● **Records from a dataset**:

************

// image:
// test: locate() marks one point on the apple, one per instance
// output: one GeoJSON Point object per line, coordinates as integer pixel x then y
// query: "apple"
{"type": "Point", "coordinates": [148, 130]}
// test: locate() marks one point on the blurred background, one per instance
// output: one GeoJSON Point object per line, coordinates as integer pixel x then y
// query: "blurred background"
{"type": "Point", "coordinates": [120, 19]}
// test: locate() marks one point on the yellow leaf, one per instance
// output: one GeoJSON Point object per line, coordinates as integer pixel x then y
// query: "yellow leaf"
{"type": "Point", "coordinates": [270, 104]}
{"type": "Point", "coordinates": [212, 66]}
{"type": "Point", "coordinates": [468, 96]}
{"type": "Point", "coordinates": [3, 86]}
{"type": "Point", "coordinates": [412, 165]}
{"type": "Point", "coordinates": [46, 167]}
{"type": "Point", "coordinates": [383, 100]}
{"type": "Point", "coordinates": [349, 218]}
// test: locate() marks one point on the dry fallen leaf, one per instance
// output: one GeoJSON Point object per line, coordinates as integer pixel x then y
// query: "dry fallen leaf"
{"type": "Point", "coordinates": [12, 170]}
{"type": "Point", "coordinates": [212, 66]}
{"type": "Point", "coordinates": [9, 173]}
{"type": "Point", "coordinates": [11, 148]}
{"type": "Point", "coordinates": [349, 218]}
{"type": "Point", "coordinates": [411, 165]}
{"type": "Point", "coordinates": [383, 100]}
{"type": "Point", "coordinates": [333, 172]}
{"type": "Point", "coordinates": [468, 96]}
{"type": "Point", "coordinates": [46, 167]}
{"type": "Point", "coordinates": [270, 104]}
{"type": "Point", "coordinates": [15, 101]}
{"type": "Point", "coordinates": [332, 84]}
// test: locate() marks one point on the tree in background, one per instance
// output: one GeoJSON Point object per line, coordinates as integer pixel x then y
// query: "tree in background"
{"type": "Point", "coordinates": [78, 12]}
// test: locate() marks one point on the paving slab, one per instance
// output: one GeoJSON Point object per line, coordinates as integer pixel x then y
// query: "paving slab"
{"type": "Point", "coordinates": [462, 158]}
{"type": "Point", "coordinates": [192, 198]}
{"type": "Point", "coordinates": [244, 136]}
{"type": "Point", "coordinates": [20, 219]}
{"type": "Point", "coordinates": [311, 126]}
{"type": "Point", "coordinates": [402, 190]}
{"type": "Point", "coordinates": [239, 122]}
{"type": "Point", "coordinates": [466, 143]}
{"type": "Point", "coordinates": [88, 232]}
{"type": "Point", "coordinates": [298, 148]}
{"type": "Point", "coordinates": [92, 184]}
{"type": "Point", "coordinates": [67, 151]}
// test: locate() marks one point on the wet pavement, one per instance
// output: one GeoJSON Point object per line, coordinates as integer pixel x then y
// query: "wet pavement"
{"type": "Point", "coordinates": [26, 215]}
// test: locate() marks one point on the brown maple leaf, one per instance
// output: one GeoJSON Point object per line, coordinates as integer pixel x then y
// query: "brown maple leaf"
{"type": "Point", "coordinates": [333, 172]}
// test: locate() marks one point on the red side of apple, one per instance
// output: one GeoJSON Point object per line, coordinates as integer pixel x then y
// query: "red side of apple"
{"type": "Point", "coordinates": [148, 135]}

************

● **Problem to solve**: Include both ends. Return the line holding "slab, one per instance" and all lines after it in the records above, exactly as written.

● **Output below**:
// test: locate() marks one point on the paving slab, one per instance
// output: one GeoJSON Point object per line, coordinates as integer pixel x then y
// query: "paving slab"
{"type": "Point", "coordinates": [462, 158]}
{"type": "Point", "coordinates": [192, 198]}
{"type": "Point", "coordinates": [244, 136]}
{"type": "Point", "coordinates": [20, 219]}
{"type": "Point", "coordinates": [311, 126]}
{"type": "Point", "coordinates": [402, 190]}
{"type": "Point", "coordinates": [239, 122]}
{"type": "Point", "coordinates": [466, 143]}
{"type": "Point", "coordinates": [88, 232]}
{"type": "Point", "coordinates": [298, 148]}
{"type": "Point", "coordinates": [92, 184]}
{"type": "Point", "coordinates": [67, 151]}
// test: locate() marks one point on the wet pavement, one per instance
// output: one GeoJSON Point object per line, coordinates as integer pixel x then y
// query: "wet pavement"
{"type": "Point", "coordinates": [26, 215]}
// test: locate() marks one point on the brown maple leaf, one per instance
// output: one GeoJSON Point object per line, coordinates as integer pixel x then y
// query: "brown maple leaf"
{"type": "Point", "coordinates": [333, 172]}
// test: locate() marks one point on the red side of apple, one per instance
// output: one GeoJSON Point object per line, coordinates as integer pixel x then y
// query: "red side of apple"
{"type": "Point", "coordinates": [148, 135]}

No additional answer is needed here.